(Data entries)

/---

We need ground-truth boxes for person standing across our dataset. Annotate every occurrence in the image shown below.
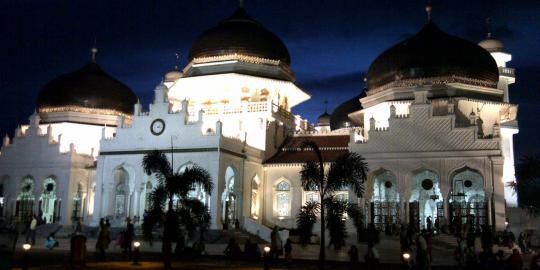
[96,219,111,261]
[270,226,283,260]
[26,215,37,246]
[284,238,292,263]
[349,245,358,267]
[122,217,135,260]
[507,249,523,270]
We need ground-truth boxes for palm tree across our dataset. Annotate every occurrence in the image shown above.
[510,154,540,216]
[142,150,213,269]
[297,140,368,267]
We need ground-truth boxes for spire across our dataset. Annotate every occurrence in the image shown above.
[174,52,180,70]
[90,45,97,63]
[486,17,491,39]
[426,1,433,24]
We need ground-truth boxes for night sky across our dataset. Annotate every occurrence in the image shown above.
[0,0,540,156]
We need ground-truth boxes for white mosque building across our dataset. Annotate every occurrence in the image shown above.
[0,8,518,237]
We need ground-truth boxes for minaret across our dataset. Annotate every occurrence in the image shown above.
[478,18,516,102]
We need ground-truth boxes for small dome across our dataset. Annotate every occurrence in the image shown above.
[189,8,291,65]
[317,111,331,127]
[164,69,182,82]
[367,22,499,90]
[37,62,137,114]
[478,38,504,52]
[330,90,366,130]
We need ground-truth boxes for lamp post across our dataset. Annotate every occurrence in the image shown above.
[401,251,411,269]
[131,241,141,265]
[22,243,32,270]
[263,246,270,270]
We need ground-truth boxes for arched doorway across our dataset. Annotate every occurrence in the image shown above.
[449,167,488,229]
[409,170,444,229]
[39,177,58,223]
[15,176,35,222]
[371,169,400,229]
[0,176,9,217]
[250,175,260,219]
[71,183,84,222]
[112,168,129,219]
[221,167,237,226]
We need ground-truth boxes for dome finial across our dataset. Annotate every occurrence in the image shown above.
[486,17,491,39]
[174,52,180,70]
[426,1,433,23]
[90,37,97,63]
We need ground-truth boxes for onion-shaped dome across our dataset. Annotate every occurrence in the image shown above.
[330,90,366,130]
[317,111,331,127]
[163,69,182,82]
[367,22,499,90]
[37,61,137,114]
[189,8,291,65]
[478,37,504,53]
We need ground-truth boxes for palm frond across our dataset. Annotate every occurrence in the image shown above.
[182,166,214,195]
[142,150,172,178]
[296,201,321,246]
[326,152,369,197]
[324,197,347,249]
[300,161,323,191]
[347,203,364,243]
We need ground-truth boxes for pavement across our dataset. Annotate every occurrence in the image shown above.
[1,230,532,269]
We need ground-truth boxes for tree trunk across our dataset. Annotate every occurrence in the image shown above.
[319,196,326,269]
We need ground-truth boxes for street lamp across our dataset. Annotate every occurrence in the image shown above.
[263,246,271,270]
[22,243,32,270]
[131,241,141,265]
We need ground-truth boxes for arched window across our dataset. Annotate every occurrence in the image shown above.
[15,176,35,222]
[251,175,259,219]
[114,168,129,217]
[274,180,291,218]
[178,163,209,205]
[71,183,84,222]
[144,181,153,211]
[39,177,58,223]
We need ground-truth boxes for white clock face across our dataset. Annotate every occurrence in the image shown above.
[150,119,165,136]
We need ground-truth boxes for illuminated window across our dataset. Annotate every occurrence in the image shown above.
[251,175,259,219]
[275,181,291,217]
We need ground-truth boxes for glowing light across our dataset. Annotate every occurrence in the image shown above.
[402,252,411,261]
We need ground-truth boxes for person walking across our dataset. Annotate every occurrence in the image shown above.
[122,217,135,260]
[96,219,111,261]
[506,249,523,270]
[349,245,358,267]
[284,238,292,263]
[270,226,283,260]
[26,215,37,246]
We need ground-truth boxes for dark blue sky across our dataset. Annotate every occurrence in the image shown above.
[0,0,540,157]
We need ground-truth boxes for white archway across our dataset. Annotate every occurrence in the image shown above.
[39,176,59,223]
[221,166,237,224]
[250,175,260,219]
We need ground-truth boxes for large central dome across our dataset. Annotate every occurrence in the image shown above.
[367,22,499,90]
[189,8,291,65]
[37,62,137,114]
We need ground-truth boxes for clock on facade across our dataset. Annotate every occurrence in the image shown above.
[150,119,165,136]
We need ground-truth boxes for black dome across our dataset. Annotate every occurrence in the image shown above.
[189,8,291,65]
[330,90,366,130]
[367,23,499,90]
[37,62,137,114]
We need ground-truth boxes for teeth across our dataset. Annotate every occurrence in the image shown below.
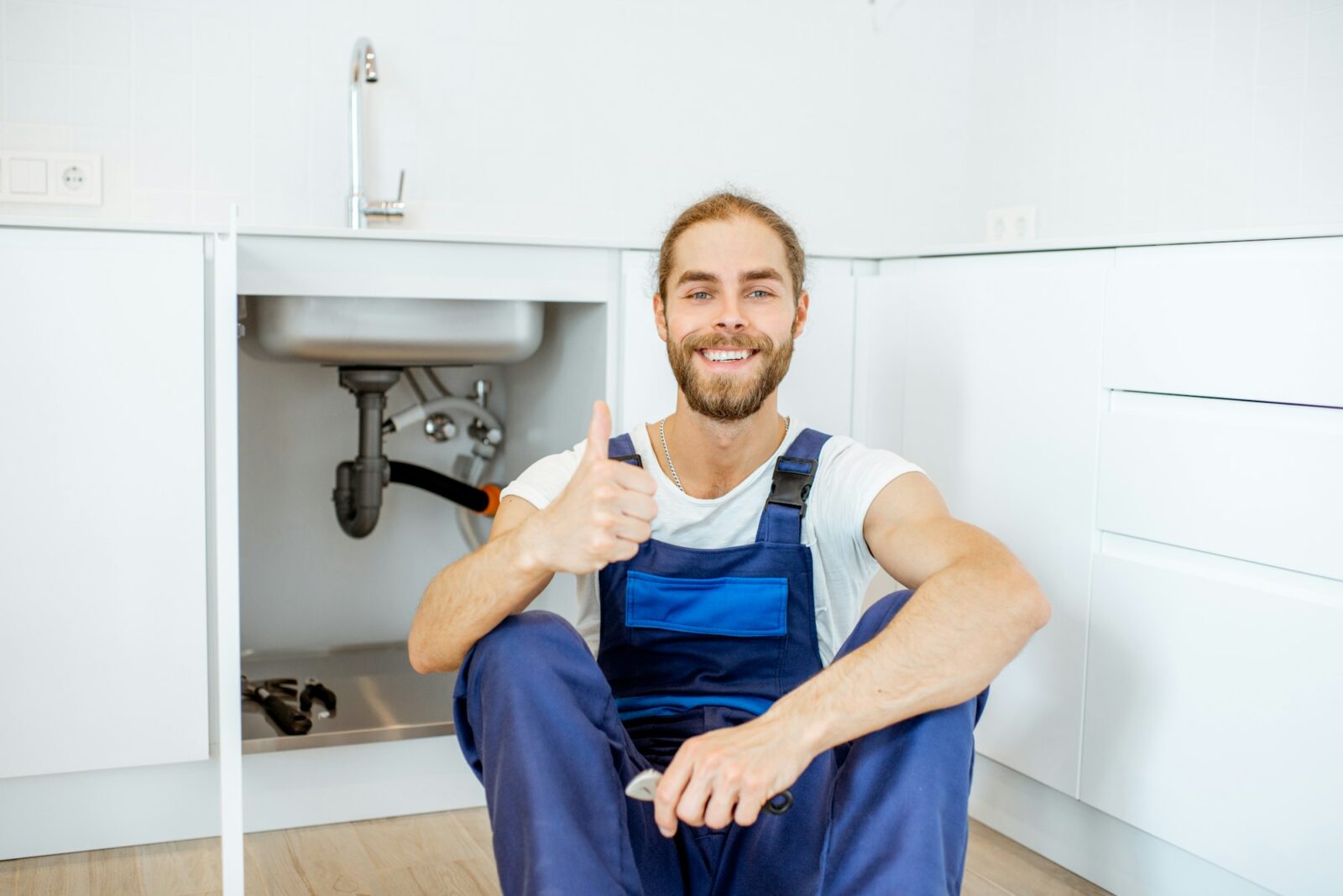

\---
/---

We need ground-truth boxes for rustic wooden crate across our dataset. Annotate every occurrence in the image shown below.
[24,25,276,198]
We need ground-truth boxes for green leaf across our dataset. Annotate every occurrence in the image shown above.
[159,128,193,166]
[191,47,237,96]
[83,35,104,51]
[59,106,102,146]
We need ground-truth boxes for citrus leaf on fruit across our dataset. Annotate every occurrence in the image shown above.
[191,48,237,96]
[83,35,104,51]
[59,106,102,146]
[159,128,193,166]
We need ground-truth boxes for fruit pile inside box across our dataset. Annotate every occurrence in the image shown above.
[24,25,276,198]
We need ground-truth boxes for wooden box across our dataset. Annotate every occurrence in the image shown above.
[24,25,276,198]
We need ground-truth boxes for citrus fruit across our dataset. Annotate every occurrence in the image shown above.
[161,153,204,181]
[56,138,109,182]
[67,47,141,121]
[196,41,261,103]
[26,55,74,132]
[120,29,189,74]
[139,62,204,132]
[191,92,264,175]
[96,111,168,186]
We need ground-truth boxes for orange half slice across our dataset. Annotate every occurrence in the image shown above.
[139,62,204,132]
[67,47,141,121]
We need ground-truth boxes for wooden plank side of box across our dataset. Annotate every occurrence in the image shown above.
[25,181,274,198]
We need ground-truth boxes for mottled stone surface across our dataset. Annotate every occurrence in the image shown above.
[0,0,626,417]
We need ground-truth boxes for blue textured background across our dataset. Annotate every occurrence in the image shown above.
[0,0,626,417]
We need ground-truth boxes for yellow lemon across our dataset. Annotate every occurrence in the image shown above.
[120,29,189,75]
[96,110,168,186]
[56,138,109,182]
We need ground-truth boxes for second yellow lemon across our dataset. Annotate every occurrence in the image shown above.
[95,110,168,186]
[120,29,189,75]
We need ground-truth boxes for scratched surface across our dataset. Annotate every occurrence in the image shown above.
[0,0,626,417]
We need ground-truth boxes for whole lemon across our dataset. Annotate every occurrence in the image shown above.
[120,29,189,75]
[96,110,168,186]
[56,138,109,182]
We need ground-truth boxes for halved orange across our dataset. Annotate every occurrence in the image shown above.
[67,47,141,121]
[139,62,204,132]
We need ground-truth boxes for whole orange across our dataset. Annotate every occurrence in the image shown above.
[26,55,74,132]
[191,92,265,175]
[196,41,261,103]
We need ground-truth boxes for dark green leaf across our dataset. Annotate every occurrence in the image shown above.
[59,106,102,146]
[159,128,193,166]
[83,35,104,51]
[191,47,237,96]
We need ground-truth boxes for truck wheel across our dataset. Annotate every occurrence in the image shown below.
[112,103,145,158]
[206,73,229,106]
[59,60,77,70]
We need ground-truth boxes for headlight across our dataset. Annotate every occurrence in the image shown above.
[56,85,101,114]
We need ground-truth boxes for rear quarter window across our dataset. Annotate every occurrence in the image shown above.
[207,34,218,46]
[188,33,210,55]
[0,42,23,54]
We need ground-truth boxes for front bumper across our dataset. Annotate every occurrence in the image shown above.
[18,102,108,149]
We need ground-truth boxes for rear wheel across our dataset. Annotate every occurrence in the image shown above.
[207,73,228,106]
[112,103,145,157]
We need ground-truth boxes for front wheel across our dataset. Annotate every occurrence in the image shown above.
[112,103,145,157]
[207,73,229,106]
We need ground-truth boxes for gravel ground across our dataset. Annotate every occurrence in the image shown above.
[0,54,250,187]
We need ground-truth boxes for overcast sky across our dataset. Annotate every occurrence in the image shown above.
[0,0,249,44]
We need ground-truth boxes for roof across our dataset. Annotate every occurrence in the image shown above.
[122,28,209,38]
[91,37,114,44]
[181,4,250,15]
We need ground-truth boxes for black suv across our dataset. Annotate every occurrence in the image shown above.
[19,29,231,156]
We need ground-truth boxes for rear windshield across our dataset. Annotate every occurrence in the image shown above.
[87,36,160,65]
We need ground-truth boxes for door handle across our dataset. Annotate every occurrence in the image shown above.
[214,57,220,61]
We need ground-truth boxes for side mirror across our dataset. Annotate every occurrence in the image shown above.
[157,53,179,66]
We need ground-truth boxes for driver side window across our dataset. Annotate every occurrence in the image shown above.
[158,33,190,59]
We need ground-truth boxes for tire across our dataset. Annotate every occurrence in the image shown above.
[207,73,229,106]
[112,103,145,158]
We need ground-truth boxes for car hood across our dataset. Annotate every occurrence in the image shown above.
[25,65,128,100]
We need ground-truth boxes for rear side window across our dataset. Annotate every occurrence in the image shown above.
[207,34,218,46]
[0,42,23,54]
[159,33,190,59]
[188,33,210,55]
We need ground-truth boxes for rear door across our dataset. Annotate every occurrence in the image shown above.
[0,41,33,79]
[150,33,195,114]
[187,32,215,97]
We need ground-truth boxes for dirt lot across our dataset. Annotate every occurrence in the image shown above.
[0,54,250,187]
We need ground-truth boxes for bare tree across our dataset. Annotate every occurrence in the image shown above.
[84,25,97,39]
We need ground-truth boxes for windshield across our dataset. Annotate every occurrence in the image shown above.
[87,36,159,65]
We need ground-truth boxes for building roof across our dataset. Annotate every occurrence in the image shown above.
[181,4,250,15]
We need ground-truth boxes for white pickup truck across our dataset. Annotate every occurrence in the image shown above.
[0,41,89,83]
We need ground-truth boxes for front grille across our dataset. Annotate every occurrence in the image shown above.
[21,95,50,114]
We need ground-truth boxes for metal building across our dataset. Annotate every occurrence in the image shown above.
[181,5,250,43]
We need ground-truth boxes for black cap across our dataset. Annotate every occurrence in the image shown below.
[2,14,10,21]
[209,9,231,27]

\---

■ **Problem details**:
Update the lines from the line with "We need ground-truth boxes for spire" to the line with "[263,246,270,270]" by replacing "lamp post" with "street lamp", and return only those lines with nothing else changed.

■ **Exercise solution**:
We need ground-truth boxes for spire across our dataset. Annotate every occurrence in the image shown above.
[174,52,180,70]
[90,45,97,63]
[486,17,491,39]
[426,1,433,24]
We need ground-truth boxes for night sky across our dataset. Annotate every occurrence in the image shown above.
[0,0,540,156]
We need ground-truth boxes for white mosque building across our dataset. Annotate every occurrence in the image shown above.
[0,8,518,237]
We need ground-truth boxes for minaret across our dataset. Annotate every occurrence in the image shown above.
[478,18,516,102]
We need ground-truth boxes for small dome across our dataset. Annotate every occurrence in the image shown above.
[189,8,291,65]
[317,111,331,127]
[164,69,182,82]
[367,22,499,90]
[37,62,137,114]
[478,38,504,52]
[330,90,366,130]
We need ground-truth boxes for street lamp across our dataset. Annotate every occurrence in the image shown above.
[401,251,411,269]
[131,241,141,265]
[22,243,32,270]
[263,246,270,270]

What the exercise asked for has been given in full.